### Job
In the discussion of price discrimination, what must a company be able to do for selling surplus widgets at a lower price to work?

++++ Given passage

These aren’t synonyms. “Gouging” implies that somebody is raising prices in order to make extra profit than the usual. Price discrimination is generally someone lowering prices to a market segment in order to pick up extra business, without lowering all their prices, in order to get the advantages I described above. AFAIK, the airlines didn’t actually raise their rates when they were deregulated—they lowered some of them to get more business. (I could be wrong about that though.)
I think it’s a mistake to think this is a you-vs-the-airline scenario, precisely because the airline has more power than individuals. The airline can’t be forced to do business at a loss, which means that non-cheaters will—one way or another—be paying to subsidize the cheaters. (Whether it’s in higher cost or lower availability.)
That’s not the standard definition. Price discrimination is all about capturing consumer surplus as revenue. See e.g. Wikipedia:
Those look equivalent; one is defined in terms of intention, and the other in terms of mechanism.
Pretty much. Except that the type of discrimination I’ve been discussing is capturing low end surplus, by making use of a seller’s excess supply that would go to waste unsold at a higher price. For example, if a factory can produce X many widgets a month, but the market will only support Y widget sales at their full price, then they can sell X-Y widgets at any price higher than the truly variable costs (i.e., consumables only) and receive the difference as pure profit. This is extremely lucrative for the company, and benefits consumers who would or could not have bought the widgets at the higher price. But it only works if the company can prevent its full-price buyers from getting them at the lower price.

++++++++
++++ Listed entries

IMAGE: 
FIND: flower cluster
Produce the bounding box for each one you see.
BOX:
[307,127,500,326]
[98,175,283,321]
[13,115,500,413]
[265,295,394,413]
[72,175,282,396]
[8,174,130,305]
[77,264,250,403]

++++++++

### Result of this task
It must be able to prevent its full-price buyers from getting the widgets at the lower price.